» WORK TO BE COMPLETED
Pull out every line of the material below that contains the string "spark". Matches must have the same uppercase and lowercase letters.

» DATA EXTRACT

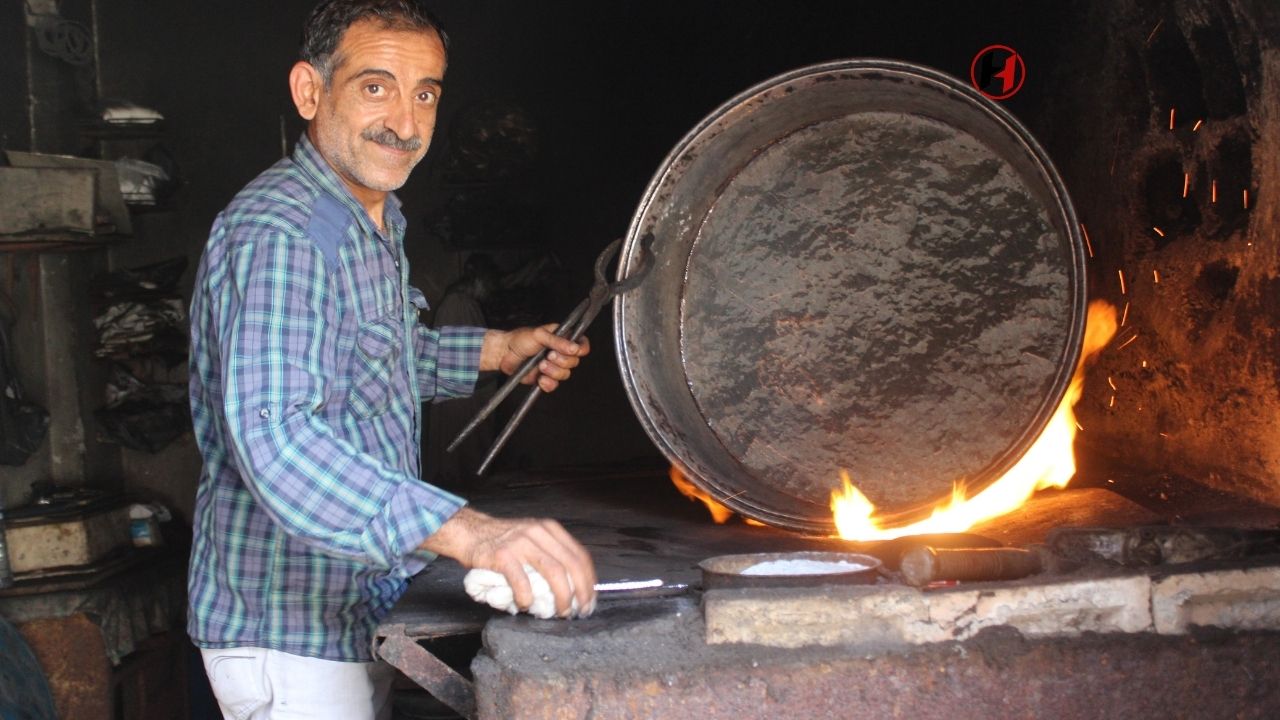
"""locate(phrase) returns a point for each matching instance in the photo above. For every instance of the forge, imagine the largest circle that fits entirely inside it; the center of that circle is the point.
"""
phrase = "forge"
(1164, 124)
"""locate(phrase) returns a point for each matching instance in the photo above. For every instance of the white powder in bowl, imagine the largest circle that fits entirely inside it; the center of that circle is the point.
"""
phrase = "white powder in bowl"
(803, 568)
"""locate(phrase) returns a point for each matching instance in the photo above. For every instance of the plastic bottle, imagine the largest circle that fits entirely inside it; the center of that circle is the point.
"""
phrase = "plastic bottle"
(5, 570)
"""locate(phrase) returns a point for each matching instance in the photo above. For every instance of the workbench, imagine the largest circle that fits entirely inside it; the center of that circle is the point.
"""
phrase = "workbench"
(635, 524)
(639, 527)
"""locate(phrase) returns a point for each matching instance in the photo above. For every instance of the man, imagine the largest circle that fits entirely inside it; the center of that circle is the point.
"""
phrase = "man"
(306, 378)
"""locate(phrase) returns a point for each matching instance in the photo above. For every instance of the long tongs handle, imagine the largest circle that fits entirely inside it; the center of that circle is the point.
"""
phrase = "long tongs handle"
(513, 381)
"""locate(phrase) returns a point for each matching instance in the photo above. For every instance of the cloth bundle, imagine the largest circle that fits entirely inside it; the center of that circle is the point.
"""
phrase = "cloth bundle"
(493, 589)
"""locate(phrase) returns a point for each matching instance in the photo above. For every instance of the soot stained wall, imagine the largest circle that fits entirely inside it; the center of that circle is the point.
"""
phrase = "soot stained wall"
(612, 87)
(1196, 367)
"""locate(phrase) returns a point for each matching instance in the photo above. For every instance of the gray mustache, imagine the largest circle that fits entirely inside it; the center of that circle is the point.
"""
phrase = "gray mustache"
(392, 140)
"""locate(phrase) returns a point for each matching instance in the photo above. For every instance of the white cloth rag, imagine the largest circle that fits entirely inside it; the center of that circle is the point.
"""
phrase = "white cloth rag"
(493, 589)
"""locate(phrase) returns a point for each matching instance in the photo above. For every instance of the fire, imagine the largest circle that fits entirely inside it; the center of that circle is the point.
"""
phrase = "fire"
(689, 490)
(1050, 463)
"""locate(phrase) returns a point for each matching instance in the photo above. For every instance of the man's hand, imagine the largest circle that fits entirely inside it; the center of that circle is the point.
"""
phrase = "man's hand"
(507, 350)
(506, 546)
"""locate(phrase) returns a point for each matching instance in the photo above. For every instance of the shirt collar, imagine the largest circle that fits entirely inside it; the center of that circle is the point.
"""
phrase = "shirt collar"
(309, 158)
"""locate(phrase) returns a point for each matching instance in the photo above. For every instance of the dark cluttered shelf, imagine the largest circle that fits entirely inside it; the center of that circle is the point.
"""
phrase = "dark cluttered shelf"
(56, 242)
(101, 130)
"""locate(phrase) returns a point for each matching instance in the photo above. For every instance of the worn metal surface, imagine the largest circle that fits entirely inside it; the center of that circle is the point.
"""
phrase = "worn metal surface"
(652, 662)
(429, 671)
(860, 265)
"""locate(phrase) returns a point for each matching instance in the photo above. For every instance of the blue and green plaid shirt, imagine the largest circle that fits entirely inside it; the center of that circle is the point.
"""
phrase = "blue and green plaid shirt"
(307, 373)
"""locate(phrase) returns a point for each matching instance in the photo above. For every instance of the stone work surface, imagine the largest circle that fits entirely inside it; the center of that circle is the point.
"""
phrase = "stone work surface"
(650, 660)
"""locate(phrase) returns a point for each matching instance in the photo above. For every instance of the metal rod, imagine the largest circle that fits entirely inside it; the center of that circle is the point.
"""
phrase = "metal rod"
(513, 381)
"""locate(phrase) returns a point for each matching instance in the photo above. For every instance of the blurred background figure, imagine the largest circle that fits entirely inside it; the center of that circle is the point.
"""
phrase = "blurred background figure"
(462, 305)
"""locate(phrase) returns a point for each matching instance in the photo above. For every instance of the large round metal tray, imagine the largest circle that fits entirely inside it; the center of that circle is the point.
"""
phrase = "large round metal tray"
(859, 265)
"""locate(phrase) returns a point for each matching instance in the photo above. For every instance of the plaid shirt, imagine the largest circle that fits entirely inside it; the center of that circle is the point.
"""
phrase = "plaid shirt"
(307, 373)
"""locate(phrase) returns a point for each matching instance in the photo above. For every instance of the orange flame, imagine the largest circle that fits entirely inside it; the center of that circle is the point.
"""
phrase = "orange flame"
(689, 490)
(1048, 463)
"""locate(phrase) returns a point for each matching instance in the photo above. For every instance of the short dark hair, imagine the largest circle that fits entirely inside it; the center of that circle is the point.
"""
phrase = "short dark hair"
(330, 19)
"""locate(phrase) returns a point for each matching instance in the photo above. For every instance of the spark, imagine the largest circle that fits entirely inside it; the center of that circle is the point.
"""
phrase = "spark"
(1155, 30)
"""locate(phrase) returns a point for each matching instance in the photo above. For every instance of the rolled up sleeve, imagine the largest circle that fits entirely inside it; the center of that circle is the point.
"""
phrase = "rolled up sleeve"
(278, 363)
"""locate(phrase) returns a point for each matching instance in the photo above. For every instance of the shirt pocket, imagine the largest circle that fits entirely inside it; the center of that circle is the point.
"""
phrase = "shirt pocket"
(379, 345)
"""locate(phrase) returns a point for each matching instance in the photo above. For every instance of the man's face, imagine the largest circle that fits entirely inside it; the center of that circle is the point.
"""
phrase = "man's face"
(374, 122)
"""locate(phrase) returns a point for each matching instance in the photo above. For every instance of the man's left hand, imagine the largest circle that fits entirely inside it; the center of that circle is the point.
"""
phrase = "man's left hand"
(507, 350)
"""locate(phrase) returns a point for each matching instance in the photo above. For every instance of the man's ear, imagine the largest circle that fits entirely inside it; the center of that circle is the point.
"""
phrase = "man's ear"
(306, 83)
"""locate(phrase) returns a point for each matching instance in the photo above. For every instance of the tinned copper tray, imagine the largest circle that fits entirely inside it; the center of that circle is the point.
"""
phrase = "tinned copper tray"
(859, 265)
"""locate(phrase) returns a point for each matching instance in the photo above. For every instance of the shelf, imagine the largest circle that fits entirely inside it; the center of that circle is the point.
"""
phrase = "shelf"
(100, 130)
(58, 242)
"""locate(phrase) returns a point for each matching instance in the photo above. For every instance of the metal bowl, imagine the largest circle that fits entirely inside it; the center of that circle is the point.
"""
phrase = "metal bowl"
(859, 265)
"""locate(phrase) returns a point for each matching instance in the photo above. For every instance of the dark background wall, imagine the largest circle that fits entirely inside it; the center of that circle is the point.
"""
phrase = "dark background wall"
(611, 87)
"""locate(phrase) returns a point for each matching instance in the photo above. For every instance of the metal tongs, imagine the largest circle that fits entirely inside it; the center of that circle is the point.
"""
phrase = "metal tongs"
(572, 328)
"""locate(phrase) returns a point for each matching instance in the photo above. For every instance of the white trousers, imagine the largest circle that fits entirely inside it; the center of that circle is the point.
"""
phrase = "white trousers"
(254, 683)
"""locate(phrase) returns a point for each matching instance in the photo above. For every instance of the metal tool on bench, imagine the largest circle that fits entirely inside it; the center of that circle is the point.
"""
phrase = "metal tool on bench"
(574, 326)
(635, 589)
(1069, 548)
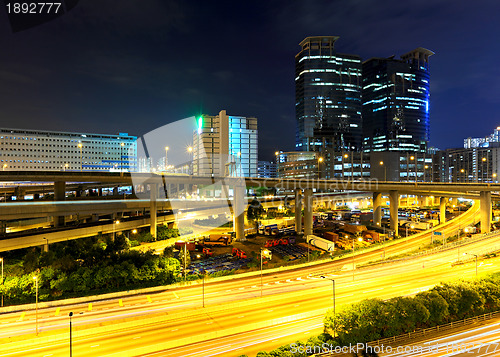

» REPLY
"""locate(phrase) returns a point for each matching instance in the photo above. For every instance of the spark, imagine the largest circle that fits entirely inside it; the center of that circle is the point.
phrase = "spark"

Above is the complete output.